*TEXTO DA PÁGINA*
§

Referindo-se à diminuição de negros na população brasileira, João Batista de Lacerda, único latino-americano a apresentar um relatório no I Congresso Universal de Raças, em Londres, no ano de 1911, escreveu que: "no Brasil já se viram filhos de métis (mestiços, pardos) apresentarem, na terceira geração, todos os caracteres físicos da raça branca[...]. Alguns retêm uns poucos traços da sua ascendência negra por influência do atavismo(…) mas a influência da seleção sexual (…) tende a neutralizar a do atavismo, e remover dos descendentes dos métis todos os traços da raça negra(…) Em virtude desse processo de redução étnica, é lógico esperar que no curso de mais um século os métis tenham desaparecido do Brasil. Isso coincidirá com a extinção paralela da raça negra em nosso meio".
A política de imigração brasileira no século XX não era somente um meio do governo de ocupar terras não ocupadas, conseguir mais mão-de-obra e desenvolver-se, mas também de "civilizar" e "embranquecer" o país com população europeia. O decreto número 528 de 1890, assinado pelo presidente Deodoro da Fonseca e pelo ministro da Agricultura Francisco Glicério determinava que a entrada de imigrantes da África e da Ásia seria permitida apenas com autorização do Congresso Nacional. O mesmo decreto não restringia, até incentivava, a imigração de europeus. Até ser revogado em 1907, este decreto praticamente proibiu a imigração de africanos e asiáticos para o Brasil.[55] Apesar de necessitar muito de mão-de-obra pouco qualificada em vários momentos históricos, depois do fim do tráfico de escravos para o Brasil nunca se pensou em trazer imigrantes livres da África.

§

*Entradas salvas*
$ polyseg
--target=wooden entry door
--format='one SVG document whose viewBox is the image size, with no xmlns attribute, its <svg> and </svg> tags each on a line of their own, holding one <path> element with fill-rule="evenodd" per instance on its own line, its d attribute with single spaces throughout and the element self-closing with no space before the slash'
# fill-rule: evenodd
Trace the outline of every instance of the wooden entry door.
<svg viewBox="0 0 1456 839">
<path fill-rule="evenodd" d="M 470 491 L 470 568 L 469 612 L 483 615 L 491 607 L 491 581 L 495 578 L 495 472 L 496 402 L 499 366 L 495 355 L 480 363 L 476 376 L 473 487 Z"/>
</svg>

§

Com base no texto da página, responda às seguintes perguntas:
1. Em que cidade e em que ano se realizou o I Congresso Universal de Raças?
2. Quem assinou o decreto número 528 de 1890?
3. Em que ano esse decreto foi revogado?

1. Em Londres, no ano de 1911.
2. O presidente Deodoro da Fonseca e o ministro da Agricultura Francisco Glicério.
3. Em 1907.